* What you will do:
Your answer should be the entries, repeated exactly.

* Material for the task:
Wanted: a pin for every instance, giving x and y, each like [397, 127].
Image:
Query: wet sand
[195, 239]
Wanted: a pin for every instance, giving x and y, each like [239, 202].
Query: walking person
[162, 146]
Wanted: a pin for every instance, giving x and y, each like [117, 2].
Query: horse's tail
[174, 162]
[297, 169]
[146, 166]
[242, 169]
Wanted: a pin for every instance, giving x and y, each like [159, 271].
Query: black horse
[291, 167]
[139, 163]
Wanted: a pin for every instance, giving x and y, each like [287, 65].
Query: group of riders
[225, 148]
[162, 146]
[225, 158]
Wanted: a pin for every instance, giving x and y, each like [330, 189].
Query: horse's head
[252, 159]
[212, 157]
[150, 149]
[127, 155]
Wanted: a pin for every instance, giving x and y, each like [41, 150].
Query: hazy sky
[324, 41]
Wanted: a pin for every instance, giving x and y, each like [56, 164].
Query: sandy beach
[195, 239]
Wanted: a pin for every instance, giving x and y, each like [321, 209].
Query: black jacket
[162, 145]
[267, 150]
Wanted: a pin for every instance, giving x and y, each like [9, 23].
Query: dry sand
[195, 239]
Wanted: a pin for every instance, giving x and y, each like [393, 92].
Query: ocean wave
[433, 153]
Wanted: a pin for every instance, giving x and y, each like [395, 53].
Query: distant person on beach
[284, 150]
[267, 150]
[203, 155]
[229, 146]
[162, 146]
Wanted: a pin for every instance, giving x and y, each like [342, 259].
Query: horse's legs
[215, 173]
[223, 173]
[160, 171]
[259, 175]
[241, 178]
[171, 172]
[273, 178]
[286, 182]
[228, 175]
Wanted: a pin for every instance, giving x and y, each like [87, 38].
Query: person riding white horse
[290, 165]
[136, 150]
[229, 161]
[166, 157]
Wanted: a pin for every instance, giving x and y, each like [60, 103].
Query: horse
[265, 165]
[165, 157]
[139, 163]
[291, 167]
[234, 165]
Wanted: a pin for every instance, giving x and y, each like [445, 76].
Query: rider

* Answer to this task:
Wanted: a pin for every instance, giving x and y, each like [397, 127].
Image:
Query: wet sand
[195, 239]
Wanted: a pin for every instance, giving x and y, each like [239, 202].
Query: walking person
[162, 146]
Wanted: a pin for every instance, giving x and y, each like [117, 2].
Query: horse's tail
[174, 162]
[297, 169]
[146, 166]
[242, 169]
Wanted: a pin for every instance, giving x and y, each like [159, 271].
Query: black horse
[291, 167]
[139, 163]
Wanted: a pin for every instance, giving x and y, each like [287, 65].
Query: group of riders
[225, 148]
[162, 146]
[225, 158]
Wanted: a pin for every instance, giving x and y, each like [330, 189].
Query: horse's head
[252, 159]
[212, 157]
[150, 149]
[127, 155]
Wanted: a pin for every instance, giving x and y, each like [41, 150].
Query: hazy sky
[324, 41]
Wanted: a pin for every instance, giving x and y, each like [56, 164].
Query: sandy beach
[195, 239]
Wanted: a pin for every instance, giving x and y, each like [321, 209].
Query: black jacket
[162, 145]
[267, 150]
Wanted: a pin for every instance, giving x and y, each like [9, 23].
Query: dry sand
[195, 239]
Wanted: a pin for every instance, giving x and y, each like [393, 92].
Query: ocean wave
[433, 153]
Wanted: a pin for every instance, giving x and y, each like [395, 53].
Query: distant person on beach
[284, 150]
[267, 150]
[203, 155]
[229, 146]
[162, 146]
Wanted: a pin for every instance, giving x and y, each like [342, 259].
Query: horse's legs
[215, 173]
[223, 173]
[160, 171]
[259, 175]
[241, 178]
[171, 172]
[273, 178]
[286, 182]
[228, 175]
Wanted: a pin for every instance, giving x and y, each like [87, 38].
Query: person riding white horse
[290, 165]
[136, 150]
[229, 161]
[166, 157]
Wanted: a pin for every instance, giving x and y, each like [60, 103].
Query: horse
[265, 165]
[165, 157]
[139, 163]
[291, 167]
[234, 165]
Wanted: a pin for every instance, giving x and y, each like [445, 76].
Query: rider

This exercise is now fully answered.